ACTIVITY
From the passage about a school motto that follows, list every school or university named.

SOURCE PASSAGE
======

It’s the motto of the Catholic secondary school I attended, St Mungo Academy (1968-1974), when it was nominally run by Marist Brothers though most of the staff were lay teachers. The previous four years I’d attended a Catholic primary boarding school, St Columba Preparatory College in Largs, where I was also taught by Marist Brothers.1
My school blazer had the Latin motto stitched into the school’s emblem, which was a Marian motif. But the Latin tag had nothing to do with Catholic theology or Marian worship. We boys (it was then a single-sex school) translated it facetiously as ‘no sign of work’, which our teachers corrected to ‘nothing without hard work, boys’. It was frankly uninspiring, a glum admonishment, or so we thought. Our Latin teachers referred to the origin of the tag but didn’t explore it as far as I recall; and I didn’t realise the full context until out of idle curiosity I traced it for myself as a student, when I had access to a humanities library at Glasgow University Library.

======

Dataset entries
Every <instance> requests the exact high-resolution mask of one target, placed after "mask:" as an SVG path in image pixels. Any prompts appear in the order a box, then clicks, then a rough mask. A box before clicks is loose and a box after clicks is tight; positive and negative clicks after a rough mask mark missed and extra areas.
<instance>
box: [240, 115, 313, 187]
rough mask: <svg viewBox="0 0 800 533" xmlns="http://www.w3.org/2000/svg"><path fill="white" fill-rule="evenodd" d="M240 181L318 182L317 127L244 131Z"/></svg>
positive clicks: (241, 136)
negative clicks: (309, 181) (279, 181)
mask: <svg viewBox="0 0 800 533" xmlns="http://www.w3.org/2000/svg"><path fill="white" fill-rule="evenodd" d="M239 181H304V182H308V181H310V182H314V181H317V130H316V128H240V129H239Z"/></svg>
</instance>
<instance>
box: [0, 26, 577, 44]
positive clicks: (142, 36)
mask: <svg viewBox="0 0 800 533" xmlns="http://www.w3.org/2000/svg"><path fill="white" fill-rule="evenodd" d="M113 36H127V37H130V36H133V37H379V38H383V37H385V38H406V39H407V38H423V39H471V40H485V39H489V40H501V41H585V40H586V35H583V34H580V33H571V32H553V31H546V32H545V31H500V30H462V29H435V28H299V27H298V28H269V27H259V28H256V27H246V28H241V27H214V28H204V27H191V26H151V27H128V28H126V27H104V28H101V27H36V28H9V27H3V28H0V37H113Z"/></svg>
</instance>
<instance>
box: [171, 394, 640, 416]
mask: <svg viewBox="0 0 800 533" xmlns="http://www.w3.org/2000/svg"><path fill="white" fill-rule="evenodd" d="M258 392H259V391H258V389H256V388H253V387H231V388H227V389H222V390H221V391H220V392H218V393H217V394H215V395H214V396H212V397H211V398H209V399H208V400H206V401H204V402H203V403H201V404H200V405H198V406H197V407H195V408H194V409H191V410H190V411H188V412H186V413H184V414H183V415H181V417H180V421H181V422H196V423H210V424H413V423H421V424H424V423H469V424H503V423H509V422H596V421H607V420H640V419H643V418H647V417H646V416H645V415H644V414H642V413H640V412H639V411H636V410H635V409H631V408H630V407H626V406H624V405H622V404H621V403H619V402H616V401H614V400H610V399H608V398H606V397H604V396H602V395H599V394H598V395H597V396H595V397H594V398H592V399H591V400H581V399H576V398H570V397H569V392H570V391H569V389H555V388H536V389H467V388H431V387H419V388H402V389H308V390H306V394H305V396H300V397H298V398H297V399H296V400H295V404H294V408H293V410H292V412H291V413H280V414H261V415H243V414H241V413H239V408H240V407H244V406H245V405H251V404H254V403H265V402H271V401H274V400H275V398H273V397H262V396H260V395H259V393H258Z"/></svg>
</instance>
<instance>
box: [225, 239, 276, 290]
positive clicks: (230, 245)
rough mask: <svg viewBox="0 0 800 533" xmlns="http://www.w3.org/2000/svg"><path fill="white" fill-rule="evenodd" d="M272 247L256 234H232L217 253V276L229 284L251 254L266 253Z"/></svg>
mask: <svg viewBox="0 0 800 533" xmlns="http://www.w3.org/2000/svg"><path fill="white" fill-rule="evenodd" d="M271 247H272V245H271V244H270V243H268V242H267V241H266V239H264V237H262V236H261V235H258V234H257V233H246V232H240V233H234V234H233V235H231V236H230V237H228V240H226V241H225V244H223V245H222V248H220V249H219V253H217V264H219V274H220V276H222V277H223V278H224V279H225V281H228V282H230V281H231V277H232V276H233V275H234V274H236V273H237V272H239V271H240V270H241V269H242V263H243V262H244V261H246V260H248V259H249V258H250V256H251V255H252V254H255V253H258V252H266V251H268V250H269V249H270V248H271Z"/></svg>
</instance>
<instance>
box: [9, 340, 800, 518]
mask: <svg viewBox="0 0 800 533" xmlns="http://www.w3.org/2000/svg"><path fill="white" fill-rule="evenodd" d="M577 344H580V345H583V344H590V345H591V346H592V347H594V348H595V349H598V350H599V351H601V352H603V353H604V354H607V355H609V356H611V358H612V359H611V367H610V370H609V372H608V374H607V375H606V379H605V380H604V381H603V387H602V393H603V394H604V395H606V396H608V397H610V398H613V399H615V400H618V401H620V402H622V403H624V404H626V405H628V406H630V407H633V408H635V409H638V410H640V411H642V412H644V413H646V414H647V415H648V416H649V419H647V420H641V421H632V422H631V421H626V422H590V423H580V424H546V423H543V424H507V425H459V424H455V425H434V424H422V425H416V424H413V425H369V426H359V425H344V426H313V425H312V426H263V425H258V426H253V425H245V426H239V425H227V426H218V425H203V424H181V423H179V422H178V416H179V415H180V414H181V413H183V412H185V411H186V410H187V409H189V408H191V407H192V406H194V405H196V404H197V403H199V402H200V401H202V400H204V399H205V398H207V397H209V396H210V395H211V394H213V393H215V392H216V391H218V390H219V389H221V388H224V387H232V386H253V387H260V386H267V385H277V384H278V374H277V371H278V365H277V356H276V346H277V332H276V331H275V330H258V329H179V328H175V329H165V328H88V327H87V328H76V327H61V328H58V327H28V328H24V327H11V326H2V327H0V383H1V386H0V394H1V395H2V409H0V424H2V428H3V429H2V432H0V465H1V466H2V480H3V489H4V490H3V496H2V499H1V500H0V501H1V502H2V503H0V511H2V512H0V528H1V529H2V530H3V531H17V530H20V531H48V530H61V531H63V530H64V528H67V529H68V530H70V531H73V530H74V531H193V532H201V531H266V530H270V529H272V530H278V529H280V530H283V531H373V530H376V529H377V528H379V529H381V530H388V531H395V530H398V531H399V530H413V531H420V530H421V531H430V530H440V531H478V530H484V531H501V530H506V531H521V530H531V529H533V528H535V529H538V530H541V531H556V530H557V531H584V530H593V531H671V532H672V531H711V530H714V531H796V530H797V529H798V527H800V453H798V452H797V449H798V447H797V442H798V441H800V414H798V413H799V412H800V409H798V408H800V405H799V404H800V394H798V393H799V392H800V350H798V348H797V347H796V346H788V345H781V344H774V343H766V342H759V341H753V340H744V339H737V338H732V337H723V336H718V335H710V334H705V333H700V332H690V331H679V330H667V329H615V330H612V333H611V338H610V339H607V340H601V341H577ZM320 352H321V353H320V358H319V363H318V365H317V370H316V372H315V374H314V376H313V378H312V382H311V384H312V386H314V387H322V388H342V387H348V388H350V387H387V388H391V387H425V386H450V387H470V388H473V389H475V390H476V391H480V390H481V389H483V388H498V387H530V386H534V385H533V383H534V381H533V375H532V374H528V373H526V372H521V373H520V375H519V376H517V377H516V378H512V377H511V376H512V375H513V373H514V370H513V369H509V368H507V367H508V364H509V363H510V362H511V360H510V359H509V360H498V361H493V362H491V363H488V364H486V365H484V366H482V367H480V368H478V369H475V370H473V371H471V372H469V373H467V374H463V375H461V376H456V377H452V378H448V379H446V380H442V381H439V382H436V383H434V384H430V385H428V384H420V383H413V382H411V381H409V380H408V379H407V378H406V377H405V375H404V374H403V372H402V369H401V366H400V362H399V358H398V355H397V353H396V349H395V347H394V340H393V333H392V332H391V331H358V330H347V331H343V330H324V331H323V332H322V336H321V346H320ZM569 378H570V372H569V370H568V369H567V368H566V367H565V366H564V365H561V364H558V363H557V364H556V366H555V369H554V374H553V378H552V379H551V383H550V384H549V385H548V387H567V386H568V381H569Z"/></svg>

======

COMPLETED TASK
St Mungo Academy
St Columba Preparatory College
Glasgow University